(Region pointing data)
------------------------------------------------

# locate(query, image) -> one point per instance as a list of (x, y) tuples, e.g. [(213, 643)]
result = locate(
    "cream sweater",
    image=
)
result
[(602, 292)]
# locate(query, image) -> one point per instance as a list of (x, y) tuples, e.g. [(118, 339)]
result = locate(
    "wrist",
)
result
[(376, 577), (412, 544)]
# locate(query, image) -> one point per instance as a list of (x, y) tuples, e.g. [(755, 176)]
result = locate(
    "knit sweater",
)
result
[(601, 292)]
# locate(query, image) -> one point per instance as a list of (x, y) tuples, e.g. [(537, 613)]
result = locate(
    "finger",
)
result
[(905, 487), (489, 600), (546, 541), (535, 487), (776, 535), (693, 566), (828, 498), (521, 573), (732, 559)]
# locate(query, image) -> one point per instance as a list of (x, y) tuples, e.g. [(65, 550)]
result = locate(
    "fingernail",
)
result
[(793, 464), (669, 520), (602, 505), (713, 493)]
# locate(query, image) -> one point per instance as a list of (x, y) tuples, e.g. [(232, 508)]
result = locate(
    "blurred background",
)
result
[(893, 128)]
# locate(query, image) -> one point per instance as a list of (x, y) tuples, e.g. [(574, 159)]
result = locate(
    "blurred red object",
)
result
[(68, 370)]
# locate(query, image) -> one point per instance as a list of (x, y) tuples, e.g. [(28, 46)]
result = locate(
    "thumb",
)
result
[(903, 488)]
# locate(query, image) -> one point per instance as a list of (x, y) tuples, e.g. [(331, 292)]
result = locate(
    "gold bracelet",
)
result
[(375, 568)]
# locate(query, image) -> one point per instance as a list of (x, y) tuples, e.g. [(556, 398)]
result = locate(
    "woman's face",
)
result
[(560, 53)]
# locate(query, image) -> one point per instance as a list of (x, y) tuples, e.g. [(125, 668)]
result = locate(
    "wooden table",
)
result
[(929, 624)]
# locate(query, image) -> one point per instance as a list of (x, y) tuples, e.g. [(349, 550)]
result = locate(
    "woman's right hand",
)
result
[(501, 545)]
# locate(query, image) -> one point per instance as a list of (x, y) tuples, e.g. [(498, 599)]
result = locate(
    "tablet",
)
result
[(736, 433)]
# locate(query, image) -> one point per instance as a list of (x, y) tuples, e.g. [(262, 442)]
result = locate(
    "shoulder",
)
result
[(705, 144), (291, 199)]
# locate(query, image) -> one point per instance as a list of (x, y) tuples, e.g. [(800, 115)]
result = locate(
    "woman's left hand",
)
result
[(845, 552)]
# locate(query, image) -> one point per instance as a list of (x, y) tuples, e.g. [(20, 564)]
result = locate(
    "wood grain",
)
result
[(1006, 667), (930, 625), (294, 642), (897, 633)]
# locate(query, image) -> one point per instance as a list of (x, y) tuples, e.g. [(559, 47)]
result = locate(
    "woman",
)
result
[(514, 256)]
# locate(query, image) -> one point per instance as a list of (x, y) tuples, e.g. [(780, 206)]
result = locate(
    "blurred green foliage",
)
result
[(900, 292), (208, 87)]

------------------------------------------------

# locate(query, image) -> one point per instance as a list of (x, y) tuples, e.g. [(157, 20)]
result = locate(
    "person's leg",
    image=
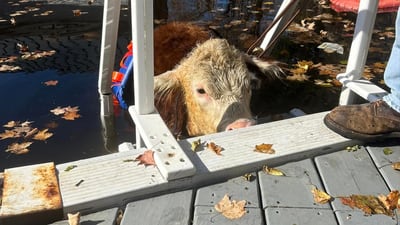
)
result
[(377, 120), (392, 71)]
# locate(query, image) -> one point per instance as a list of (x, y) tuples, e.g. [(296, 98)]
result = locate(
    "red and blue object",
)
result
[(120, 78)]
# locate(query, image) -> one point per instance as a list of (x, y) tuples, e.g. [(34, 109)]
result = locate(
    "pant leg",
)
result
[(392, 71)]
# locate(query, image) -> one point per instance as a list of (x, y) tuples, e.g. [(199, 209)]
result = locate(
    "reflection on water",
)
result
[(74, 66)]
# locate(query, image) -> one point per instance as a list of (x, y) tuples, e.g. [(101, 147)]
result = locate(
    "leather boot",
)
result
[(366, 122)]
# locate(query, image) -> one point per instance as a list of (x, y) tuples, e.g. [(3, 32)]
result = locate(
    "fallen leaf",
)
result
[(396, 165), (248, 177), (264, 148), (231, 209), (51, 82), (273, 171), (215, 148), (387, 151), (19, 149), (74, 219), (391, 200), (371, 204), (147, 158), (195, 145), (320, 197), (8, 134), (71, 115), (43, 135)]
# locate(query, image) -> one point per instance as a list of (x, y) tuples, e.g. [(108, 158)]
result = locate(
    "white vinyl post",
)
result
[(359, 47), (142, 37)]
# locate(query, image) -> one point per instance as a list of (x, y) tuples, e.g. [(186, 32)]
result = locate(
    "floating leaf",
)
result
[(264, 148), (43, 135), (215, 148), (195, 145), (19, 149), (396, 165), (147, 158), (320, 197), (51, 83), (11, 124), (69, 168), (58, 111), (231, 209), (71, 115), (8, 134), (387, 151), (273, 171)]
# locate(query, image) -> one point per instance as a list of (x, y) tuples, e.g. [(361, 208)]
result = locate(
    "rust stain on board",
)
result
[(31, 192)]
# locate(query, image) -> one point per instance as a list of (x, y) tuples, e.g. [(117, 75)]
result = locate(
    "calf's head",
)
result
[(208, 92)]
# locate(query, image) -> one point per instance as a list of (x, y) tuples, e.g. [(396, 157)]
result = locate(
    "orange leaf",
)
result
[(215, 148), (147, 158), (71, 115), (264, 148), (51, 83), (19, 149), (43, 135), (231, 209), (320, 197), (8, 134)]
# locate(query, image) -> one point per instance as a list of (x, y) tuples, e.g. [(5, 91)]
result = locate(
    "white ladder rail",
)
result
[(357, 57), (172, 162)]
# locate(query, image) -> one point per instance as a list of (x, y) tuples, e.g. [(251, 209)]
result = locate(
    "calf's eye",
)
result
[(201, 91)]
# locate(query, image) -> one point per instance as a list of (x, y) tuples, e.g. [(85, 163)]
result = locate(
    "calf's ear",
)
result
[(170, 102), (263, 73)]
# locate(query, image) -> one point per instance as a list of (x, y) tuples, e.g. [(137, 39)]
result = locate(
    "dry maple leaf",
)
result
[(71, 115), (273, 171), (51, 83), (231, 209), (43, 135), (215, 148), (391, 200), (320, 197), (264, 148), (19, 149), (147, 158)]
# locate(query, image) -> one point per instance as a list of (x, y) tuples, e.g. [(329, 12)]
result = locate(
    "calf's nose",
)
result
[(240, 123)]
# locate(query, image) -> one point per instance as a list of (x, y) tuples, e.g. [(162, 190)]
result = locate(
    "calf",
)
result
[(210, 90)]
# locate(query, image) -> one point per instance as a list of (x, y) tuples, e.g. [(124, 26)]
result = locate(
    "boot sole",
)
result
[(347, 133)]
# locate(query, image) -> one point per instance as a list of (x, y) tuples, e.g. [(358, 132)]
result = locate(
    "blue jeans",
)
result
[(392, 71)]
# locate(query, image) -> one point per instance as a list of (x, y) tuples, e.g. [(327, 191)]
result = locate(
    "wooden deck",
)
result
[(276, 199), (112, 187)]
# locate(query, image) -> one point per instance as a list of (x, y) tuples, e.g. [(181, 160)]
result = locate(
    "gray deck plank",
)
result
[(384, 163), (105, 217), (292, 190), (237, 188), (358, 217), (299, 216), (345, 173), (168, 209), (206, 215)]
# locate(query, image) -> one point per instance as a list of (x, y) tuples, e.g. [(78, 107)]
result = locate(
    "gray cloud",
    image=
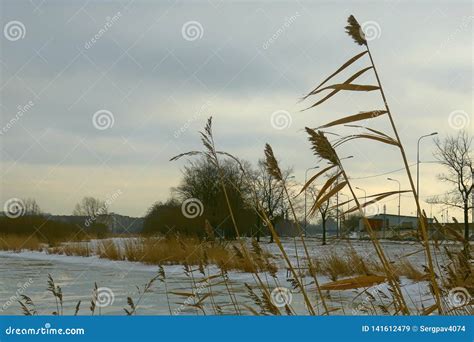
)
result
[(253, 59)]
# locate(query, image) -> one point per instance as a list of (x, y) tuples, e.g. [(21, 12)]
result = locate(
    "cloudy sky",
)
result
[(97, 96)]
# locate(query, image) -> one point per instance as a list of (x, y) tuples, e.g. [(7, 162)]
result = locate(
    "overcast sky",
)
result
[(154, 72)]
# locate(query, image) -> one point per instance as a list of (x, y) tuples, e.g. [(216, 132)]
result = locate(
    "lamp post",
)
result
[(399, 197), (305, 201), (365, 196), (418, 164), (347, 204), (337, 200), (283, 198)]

------------------------------------------------

**Task item**
If the string "calf" appears in a line of the entries, report the line.

**Reply to the exercise**
    "calf's head",
    "calf's eye",
    "calf's ear",
    "calf's nose",
    "calf",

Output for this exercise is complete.